THE REQUEST: Rescale the items below by writing out every line again, requests included. Multiply each x and y coordinate in the answers by 2.45 and round to the nearest whole number, with halves going up.

-- start of INPUT --

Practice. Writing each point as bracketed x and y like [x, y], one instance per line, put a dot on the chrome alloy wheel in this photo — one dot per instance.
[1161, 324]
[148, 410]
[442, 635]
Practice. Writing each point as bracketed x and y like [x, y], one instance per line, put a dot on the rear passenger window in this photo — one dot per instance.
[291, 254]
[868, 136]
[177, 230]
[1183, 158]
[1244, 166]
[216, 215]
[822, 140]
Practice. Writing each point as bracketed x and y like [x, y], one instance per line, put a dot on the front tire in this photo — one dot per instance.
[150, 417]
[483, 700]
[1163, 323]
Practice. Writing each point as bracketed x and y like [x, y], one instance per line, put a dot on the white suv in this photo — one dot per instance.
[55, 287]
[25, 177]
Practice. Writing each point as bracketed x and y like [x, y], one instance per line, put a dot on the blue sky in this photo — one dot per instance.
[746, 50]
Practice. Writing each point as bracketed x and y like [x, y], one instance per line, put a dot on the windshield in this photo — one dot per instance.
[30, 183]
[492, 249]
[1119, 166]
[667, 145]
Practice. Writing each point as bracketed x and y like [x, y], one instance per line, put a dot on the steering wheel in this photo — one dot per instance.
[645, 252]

-- end of INPUT --

FINISHED EXERCISE:
Practice. Writing each point as bracketed x and y like [x, y], one instance per line, put a dot on the chrome alloy wheel in this photo — one dot per instance.
[2844, 794]
[363, 1005]
[1083, 1556]
Practice. Writing each point as bracketed x and y like [x, y], one instance per line, put a dot on the rear passenger window in this photo — one dot per instance.
[713, 622]
[2127, 333]
[434, 564]
[2898, 387]
[3048, 407]
[529, 527]
[2014, 343]
Practice. Writing each point as bracketed x and y like [x, y], one instance per line, put a dot on the front tire in this photo — one dot per instance.
[368, 1022]
[1183, 1715]
[2849, 791]
Practice. Writing each point as bracketed x and y like [x, y], one instance per line, put a dot on the white suv in this photo — one dot per instance.
[135, 703]
[61, 434]
Practice. Writing each point as bracketed x and y like [x, y], one instance per line, put a dot on the blue sky in this photo — one dot per instance.
[1828, 123]
Practice. Writing each point as bracketed x and y like [x, y], one instance per line, put a dot on the windshield in this photo — one dot per instance.
[74, 448]
[1205, 610]
[2742, 407]
[1634, 355]
Practice. Writing each point as bracketed x and y like [x, y], one instance per line, put a dot on the steering wheel in this photo — one dot per instance.
[1580, 617]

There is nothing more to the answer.